■ WHAT THE TASK ASKS:
Revise the section of the Monzo on-call article that opens with the words "At Monzo, we" and closes with "and sharing knowledge.", rewriting it with "single on-call team" changed to "unified on-call team".

■ EXTRACT PROVIDED:
- - - -

Because we’re a bank, it’s really important that our systems are always running smoothly, so that you can access your money, use the Monzo app, and get in touch with our customer support team whenever you need to.
In the last 12 months we’ve made Monzo more reliable. But in case things do go wrong, we need to have people ready to restore our service at any time of day. This is the job of the engineering on-call team, who are available 24/7 every day of the year to respond to incidents and put things right for our customers quickly. Whether it’s during office hours, at 2am in the morning, or the middle of a holiday period, our on-call engineers are only minutes away.
Unlike most other banks, we operate a modern technology stack, built almost entirely on public cloud, open-source technology, and a microservice architecture written in Golang. We operate over 700 services in production, running on Kubernetes, and the majority of our state is stored in Cassandra. We also make use of Kafka and NSQ queuing systems to handle the processing of asynchronous transactions.
The rapid growth of our customer base, engineers and services has posed some interesting challenges for operations and on-call. We’ve made a lot of changes to improve how this works, both for Monzo as a company, and for the engineers responsible for supporting it, and we wanted to share what we’ve learnt so far.
Our on-call team
There are two common patterns for on-call teams.
At one end of the spectrum, you can have a central ops team which is solely responsible for on-call and the uptime of a service. One issue with this is that it breeds a tension between teams with misaligned incentives: developers want to make changes and ship new features, while ops want to maintain the status quo to keep things stable.
At the opposite end of the spectrum you can have every team on-call and responsible for the uptime of their services. Typically, this leads to a healthier culture as teams writing software are incentivised to make their services operable. But it does come with some drawbacks: it can be financially costly for the company if you’re compensating on-callers fairly (which you absolutely should be!), and being on-call can also have a strain on engineers’ lives and wellbeing.
Having everyone on-call also poses some specific challenges in high growth companies. When your engineering team is growing rapidly and people are often moving between teams, it can be really destabilising as ownership of services isn’t always clear, and even when it is the cost of understanding a new domain at each change is high. Because of this the overall quality of on-call and incident management can suffer.
At Monzo, we try to take an approach that strikes a balance between both: we have a single on-call team, made up of engineers across all the company.
This means we can operate in a world where teams are incentivised to care, where people across the company advocate for operability, and where the on-call rotation is a great tool for learning and sharing knowledge.
We don’t expect this approach to work forever, but right now it’s letting us iterate quickly on processes and tools, and develop a pattern for on-call which we can roll out more widely later.
How it works
For other companies looking to use a similar system, here’s how we practically approach on-call – from scheduling which engineers will do it, to working out how to pay them fairly.
Scheduling to make on-call a little less stressful
Engineers take turns being on-call. We run a weekly rotation that changes over each Friday, and we have a different schedule for office-hours (Monday to Friday, 10am-6pm) and out-of-hours (everything else).
By taking this approach, engineers who have to respond to incidents out-of-hours have some guaranteed time off-call during office-hours. When incidents do happen, this gives them time to recover, and hopefully makes the on-call week less stressful overall.
With this system, managing the schedule is slightly more painful, but the hardest thing is keeping office-hours and out-of-hours on-callers synchronised throughout the week. We address this with live handover notes which on-callers keep up-to-date as and when things come up.

- - - -

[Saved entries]
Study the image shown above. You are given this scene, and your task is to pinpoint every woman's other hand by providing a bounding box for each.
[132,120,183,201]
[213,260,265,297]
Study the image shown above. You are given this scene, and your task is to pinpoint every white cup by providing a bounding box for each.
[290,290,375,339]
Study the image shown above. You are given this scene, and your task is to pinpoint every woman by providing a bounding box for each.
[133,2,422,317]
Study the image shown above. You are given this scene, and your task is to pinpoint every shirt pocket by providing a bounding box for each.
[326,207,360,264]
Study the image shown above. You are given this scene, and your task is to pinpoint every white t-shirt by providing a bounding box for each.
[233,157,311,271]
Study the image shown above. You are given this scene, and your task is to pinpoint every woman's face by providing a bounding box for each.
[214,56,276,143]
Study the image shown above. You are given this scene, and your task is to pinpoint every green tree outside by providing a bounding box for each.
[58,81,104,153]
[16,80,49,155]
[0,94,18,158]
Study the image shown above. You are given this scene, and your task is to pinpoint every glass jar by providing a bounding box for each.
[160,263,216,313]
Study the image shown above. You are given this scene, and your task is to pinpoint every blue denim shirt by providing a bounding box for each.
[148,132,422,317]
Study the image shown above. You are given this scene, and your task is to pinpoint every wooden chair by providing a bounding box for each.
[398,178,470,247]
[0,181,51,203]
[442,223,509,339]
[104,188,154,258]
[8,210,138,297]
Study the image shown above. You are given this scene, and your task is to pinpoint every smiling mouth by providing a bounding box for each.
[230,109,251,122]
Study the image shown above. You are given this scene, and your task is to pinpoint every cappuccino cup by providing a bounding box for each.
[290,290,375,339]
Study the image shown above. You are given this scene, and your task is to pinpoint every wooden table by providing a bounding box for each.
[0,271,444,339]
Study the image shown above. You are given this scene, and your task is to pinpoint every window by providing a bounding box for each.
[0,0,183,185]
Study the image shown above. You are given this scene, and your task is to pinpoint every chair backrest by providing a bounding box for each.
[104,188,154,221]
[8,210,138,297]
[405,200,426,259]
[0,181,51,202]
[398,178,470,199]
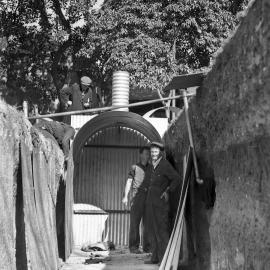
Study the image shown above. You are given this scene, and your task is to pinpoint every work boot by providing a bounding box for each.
[130,248,142,254]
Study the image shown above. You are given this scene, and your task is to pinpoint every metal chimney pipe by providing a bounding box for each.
[112,71,129,111]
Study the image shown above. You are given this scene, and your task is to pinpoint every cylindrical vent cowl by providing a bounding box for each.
[112,71,129,111]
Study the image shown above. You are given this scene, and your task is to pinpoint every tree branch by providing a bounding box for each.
[35,0,50,28]
[52,0,71,33]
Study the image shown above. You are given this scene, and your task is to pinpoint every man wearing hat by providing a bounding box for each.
[145,142,181,264]
[60,76,100,122]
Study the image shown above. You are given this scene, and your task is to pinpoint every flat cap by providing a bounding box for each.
[81,76,92,85]
[150,142,164,151]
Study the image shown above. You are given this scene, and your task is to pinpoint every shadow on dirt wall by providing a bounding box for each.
[15,155,27,270]
[167,154,216,270]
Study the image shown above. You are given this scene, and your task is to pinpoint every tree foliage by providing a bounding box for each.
[79,0,247,92]
[0,0,247,108]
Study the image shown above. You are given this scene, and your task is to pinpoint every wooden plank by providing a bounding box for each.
[159,147,193,270]
[65,149,74,260]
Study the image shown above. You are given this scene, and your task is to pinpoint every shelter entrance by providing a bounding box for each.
[74,112,160,246]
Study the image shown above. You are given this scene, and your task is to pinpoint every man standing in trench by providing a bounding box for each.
[60,76,101,124]
[145,142,180,264]
[122,147,150,254]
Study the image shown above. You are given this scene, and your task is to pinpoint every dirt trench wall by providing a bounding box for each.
[0,100,69,270]
[164,0,270,270]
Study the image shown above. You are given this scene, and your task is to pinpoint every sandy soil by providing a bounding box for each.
[61,250,158,270]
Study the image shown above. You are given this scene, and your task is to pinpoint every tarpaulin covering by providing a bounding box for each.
[0,100,73,270]
[21,142,58,270]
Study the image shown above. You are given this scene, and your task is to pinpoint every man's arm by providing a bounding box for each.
[60,86,73,109]
[122,178,133,206]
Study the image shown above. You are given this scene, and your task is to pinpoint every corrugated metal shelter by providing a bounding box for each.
[73,111,161,246]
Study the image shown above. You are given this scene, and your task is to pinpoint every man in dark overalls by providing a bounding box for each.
[145,142,181,264]
[122,147,150,254]
[60,76,101,124]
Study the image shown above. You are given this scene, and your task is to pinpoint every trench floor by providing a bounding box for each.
[61,249,158,270]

- - - -

■ SOLUTION:
At Monzo, we try to take an approach that strikes a balance between both: we have a unified on-call team, made up of engineers across all the company.
This means we can operate in a world where teams are incentivised to care, where people across the company advocate for operability, and where the on-call rotation is a great tool for learning and sharing knowledge.